• _Records excerpted from a collection_
= = = =
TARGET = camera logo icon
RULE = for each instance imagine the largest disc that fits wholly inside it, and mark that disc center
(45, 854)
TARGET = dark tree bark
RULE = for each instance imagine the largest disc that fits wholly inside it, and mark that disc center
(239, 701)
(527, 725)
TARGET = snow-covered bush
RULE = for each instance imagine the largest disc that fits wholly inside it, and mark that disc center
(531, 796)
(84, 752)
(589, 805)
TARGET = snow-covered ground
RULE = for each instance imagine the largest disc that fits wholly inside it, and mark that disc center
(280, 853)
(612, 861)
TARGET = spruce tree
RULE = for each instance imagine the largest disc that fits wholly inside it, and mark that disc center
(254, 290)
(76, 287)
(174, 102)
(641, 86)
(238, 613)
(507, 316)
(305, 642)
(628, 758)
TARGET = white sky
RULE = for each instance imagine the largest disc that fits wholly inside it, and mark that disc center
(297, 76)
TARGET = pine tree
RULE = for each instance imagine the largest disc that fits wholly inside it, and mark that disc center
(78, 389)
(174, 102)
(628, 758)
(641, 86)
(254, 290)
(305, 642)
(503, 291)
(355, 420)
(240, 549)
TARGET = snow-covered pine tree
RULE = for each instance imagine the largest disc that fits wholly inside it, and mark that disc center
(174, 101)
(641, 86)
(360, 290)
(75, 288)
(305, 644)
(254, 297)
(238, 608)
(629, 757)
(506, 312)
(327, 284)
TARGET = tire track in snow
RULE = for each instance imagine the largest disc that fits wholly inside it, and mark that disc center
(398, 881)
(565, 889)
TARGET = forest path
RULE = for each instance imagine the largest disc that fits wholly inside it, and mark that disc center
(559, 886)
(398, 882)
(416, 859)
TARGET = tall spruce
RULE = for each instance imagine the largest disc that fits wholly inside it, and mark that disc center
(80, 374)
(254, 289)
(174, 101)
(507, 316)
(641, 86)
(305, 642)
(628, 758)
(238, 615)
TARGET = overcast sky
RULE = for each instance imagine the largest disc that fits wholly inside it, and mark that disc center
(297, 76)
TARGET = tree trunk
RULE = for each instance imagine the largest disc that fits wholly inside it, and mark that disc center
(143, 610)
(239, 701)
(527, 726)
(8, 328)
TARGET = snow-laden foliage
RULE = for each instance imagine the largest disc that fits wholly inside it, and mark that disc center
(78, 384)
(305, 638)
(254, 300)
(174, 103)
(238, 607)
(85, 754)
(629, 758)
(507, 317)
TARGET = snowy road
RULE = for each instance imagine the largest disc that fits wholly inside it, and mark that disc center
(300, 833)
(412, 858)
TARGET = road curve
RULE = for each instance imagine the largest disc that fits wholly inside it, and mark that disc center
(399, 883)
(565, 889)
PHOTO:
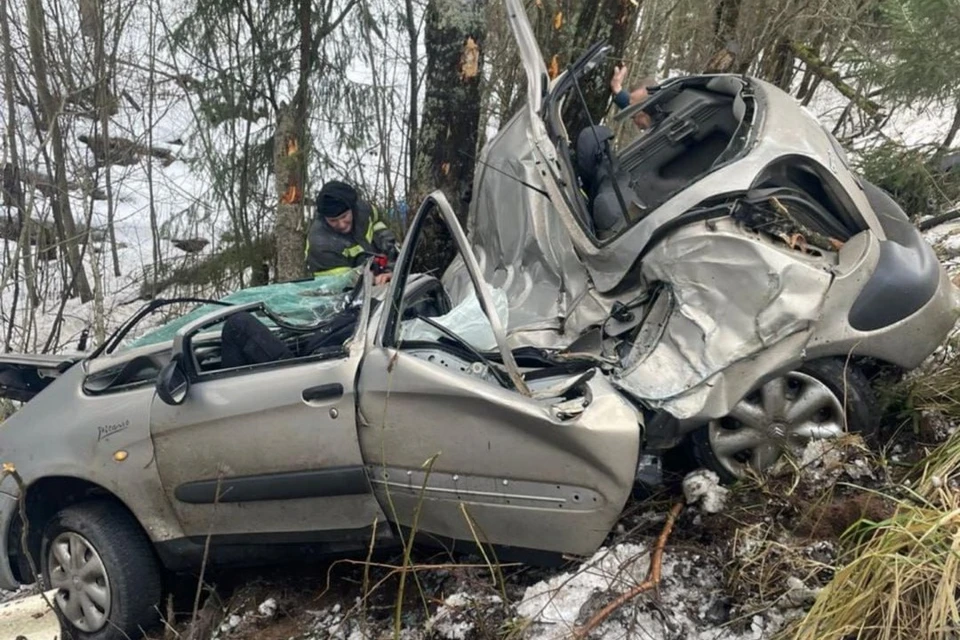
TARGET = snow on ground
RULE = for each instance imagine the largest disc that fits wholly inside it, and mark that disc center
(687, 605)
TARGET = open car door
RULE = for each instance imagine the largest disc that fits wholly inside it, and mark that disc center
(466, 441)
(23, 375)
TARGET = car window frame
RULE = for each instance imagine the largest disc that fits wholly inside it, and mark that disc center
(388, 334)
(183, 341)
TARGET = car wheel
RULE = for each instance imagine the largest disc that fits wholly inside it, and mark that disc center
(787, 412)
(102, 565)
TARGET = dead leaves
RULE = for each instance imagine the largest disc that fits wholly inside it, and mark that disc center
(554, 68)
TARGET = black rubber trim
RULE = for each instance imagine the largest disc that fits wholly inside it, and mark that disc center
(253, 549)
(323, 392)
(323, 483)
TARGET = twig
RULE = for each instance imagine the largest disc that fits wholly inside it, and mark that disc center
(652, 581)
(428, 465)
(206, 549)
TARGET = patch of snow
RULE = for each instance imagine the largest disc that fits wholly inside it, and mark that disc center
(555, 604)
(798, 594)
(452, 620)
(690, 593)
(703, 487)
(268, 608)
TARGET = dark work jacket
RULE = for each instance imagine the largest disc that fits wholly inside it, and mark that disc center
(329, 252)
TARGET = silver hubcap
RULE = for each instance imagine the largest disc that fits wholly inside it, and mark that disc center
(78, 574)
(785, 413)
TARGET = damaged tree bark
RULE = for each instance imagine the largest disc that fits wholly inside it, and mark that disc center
= = = =
• _Aim_
Lay out every line of the rows above as a numbered list, skipping any blank lines. Leave the pictures out of your answer.

• _Result_
1. TARGET = camera logo icon
2. RULE = for each instance imagine the largest disc that fits wholly inside it, and mark that disc center
3. (45, 854)
4. TARGET = dark tree bark
5. RULE = for each instance imagine the largest disc that fits wholly inside it, and mark that disc center
6. (239, 701)
7. (527, 725)
8. TARGET = snow-covered bush
9. RULE = for each instance imagine the largest disc that fits wholly inside it, and mark that disc center
10. (531, 796)
11. (84, 752)
12. (589, 805)
13. TARGET = snow-covered ground
14. RULE = for each instance imagine the largest disc that fits wholly inside it, and mark that disc center
15. (280, 853)
16. (612, 861)
17. TARGET = spruce tree
18. RULE = for each instance imagine the largest disc that fits wholly inside it, and mark that disc center
19. (254, 290)
20. (76, 287)
21. (174, 102)
22. (641, 86)
23. (238, 613)
24. (507, 316)
25. (305, 642)
26. (628, 758)
27. TARGET = white sky
28. RULE = for each instance imagine the largest disc that fits wholly inside it, and mark that disc center
29. (297, 76)
30. TARGET = pine tree
31. RULE = for each instance imagine the largest disc that fits wholly inside it, and mark that disc center
32. (78, 389)
33. (174, 102)
34. (628, 758)
35. (641, 86)
36. (254, 290)
37. (305, 642)
38. (503, 291)
39. (355, 420)
40. (240, 549)
41. TARGET = snow-covered pine tree
42. RULE = for each instance imagine the largest disc that fits wholly inside it, and mark that disc center
43. (174, 101)
44. (641, 86)
45. (360, 290)
46. (75, 288)
47. (305, 644)
48. (254, 297)
49. (238, 608)
50. (629, 757)
51. (506, 312)
52. (327, 284)
53. TARGET = tire track in snow
54. RULE = for each instance imagine the largest disc that fits wholly inside it, and mark that disc center
55. (398, 881)
56. (565, 889)
57. TARGET = forest path
58. RULE = for each instance imagine the largest disc that fits wholly inside it, and mark that disc center
59. (559, 886)
60. (398, 882)
61. (416, 859)
62. TARGET = tall spruce
63. RULE = for each instance imagine the largest disc that fits wholly inside it, and mark that disc center
64. (80, 374)
65. (254, 289)
66. (174, 101)
67. (507, 316)
68. (641, 86)
69. (305, 642)
70. (628, 758)
71. (238, 615)
72. TARGET = overcast sky
73. RULE = for each instance imagine the largest disc that fits wholly inside it, and mark that disc center
74. (297, 76)
75. TARGET = tree trunk
76. RULE = for each instance imagine the largest disc that fits wholly inside it, and mark that disc center
77. (143, 610)
78. (239, 701)
79. (527, 726)
80. (8, 328)
81. TARGET = snow-laden foliage
82. RULE = for each instance imagine the largest disc that fits wholly inside it, and mark that disc center
83. (78, 384)
84. (305, 638)
85. (254, 300)
86. (174, 103)
87. (238, 607)
88. (85, 754)
89. (629, 758)
90. (507, 317)
91. TARGET = snowy road
92. RULE = for each instance imagine the largest disc that fits wholly inside it, and mark that disc center
93. (300, 833)
94. (412, 858)
95. TARGET = road curve
96. RULE = for each instance imagine the largest disc that fits wholly inside it, and mark that disc center
97. (399, 883)
98. (565, 889)
99. PHOTO:
100. TARGET = snow on ground
101. RULE = for each instance imagine the largest disc that fits wholly inside it, and mark that disc center
102. (687, 605)
103. TARGET = open car door
104. RULE = for each instance imagine the largest disc that fits wholly inside it, and mark that disc center
105. (466, 441)
106. (23, 375)
107. TARGET = car window frame
108. RULE = for each instance imagine the largest disc that fits wholly inside it, and mark that disc center
109. (388, 334)
110. (183, 341)
111. TARGET = car wheel
112. RULE = for each instance imagine the largest disc that fits wholly inside it, and mark that disc center
113. (787, 412)
114. (102, 565)
115. TARGET = dead leaves
116. RULE = for each instance imagine the largest disc that fits wholly inside it, and mark that disc center
117. (554, 68)
118. TARGET = black rubber trim
119. RULE = for each instance imagine the largest disc that fits wholly inside it, and mark that disc center
120. (253, 549)
121. (323, 392)
122. (323, 483)
123. TARGET = twig
124. RULE = for each instance imagine the largest disc that fits wholly inside it, and mark that disc center
125. (652, 581)
126. (428, 465)
127. (206, 549)
128. TARGET = patch of snow
129. RULE = for each instance imagine the largest disc that fits wholly inside it, and mark that disc center
130. (555, 604)
131. (798, 594)
132. (452, 620)
133. (690, 593)
134. (703, 487)
135. (268, 608)
136. TARGET = dark work jacket
137. RULE = for each instance imagine the largest disc that fits wholly inside it, and mark that disc center
138. (329, 252)
139. TARGET = silver hubcap
140. RULE = for each instance imagine the largest disc that fits wholly inside it, and mark that disc center
141. (78, 574)
142. (785, 413)
143. TARGET = damaged tree bark
144. RULE = for each instance imagine the largest disc that fits wholly inside it, and mark that disc center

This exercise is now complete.